AIM OF THE EXERCISE: Only those lines from the one with "Target: fire hose" through the last line of the material belong in the answer, each repeated exactly.

EXTRACTED ENTRIES:
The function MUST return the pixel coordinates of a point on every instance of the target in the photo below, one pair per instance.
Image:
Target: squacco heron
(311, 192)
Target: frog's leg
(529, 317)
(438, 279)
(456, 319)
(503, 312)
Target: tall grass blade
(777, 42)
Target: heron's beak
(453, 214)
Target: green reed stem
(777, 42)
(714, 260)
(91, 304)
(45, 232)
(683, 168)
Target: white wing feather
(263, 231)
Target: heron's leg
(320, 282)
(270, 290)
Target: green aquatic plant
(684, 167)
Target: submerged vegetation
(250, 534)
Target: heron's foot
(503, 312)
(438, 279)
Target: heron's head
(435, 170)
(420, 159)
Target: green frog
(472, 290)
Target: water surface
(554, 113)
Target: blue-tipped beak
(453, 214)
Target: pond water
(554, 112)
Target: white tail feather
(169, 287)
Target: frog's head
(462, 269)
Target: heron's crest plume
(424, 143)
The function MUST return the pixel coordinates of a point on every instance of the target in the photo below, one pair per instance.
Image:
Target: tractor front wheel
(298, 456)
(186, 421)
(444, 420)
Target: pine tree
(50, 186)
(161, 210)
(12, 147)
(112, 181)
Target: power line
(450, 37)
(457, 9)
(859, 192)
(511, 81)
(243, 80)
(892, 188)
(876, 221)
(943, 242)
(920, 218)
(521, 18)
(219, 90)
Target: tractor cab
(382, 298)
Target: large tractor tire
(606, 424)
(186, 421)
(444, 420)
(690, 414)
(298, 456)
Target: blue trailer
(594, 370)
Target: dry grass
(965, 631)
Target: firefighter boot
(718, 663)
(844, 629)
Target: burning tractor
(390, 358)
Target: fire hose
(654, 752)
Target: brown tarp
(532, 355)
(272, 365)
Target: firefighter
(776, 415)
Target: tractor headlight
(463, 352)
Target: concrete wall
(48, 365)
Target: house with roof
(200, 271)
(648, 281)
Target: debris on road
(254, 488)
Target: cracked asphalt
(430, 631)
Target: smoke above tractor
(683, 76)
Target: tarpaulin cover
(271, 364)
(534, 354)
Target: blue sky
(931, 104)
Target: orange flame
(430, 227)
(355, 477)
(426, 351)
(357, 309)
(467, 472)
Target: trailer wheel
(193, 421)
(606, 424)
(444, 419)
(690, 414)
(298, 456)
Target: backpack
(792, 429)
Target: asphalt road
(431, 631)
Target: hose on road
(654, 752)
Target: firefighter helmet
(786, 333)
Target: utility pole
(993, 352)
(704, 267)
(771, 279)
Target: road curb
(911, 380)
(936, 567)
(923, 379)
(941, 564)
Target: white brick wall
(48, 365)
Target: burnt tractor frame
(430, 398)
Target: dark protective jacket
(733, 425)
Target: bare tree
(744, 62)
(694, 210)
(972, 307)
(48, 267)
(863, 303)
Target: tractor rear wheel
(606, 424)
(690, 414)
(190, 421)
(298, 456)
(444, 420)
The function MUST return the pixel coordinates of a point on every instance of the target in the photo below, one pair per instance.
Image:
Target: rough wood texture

RESULT FOR THIS EXERCISE:
Target: fire hose
(654, 752)
Target: brown tarp
(532, 355)
(272, 365)
Target: firefighter
(776, 415)
Target: tractor headlight
(463, 352)
Target: concrete wall
(48, 365)
Target: house with roof
(200, 271)
(648, 281)
Target: debris on road
(254, 488)
Target: cracked asphalt
(430, 631)
Target: smoke above tractor
(683, 76)
Target: tarpaulin cover
(271, 364)
(534, 354)
Target: blue sky
(931, 104)
Target: orange flame
(430, 227)
(355, 477)
(426, 351)
(357, 309)
(467, 472)
Target: trailer wheel
(193, 421)
(606, 424)
(444, 419)
(690, 414)
(298, 456)
Target: backpack
(792, 429)
Target: asphalt road
(431, 631)
Target: hose on road
(654, 752)
Target: firefighter helmet
(786, 333)
Target: utility pole
(993, 352)
(704, 267)
(771, 279)
Target: road curb
(911, 380)
(936, 567)
(923, 379)
(941, 564)
Target: white brick wall
(48, 365)
Target: burnt tractor frame
(430, 398)
Target: dark protective jacket
(733, 425)
Target: bare tree
(744, 62)
(694, 210)
(972, 307)
(48, 267)
(863, 303)
Target: tractor rear wheel
(606, 424)
(690, 414)
(190, 421)
(298, 456)
(444, 420)
The function MUST return the pixel coordinates of a point on every instance of the target in the photo below, one pair per instance.
Image:
Target: rough wood texture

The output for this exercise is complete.